WHAT IS EXPECTED ->
Copy out every line of the data exactly; do not include the images.

(Stored items)

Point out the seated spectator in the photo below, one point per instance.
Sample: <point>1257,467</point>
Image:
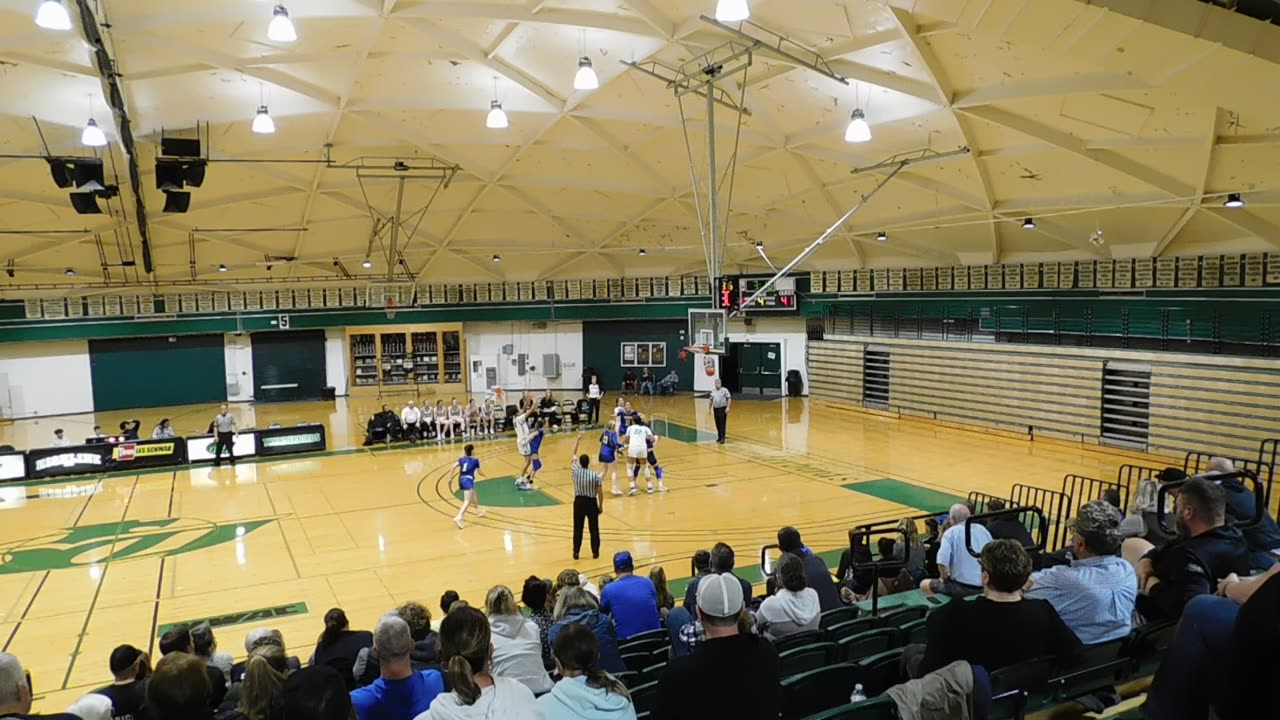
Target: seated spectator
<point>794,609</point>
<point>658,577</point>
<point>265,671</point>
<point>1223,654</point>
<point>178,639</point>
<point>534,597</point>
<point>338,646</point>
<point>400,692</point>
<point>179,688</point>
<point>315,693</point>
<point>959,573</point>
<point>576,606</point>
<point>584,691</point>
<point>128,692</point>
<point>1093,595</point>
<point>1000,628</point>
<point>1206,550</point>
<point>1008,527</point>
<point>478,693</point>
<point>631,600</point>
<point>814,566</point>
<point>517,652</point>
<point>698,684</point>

RESPONSE TO THIS TASK ->
Point out the seated spectator in the photo below, one point per instance.
Sample: <point>1257,467</point>
Image:
Target: seated spectator
<point>794,609</point>
<point>658,577</point>
<point>265,671</point>
<point>1223,654</point>
<point>178,639</point>
<point>534,597</point>
<point>338,646</point>
<point>400,692</point>
<point>179,688</point>
<point>315,693</point>
<point>959,573</point>
<point>576,606</point>
<point>584,691</point>
<point>128,692</point>
<point>1093,595</point>
<point>1000,628</point>
<point>1206,550</point>
<point>1008,527</point>
<point>478,693</point>
<point>631,600</point>
<point>814,566</point>
<point>517,652</point>
<point>698,684</point>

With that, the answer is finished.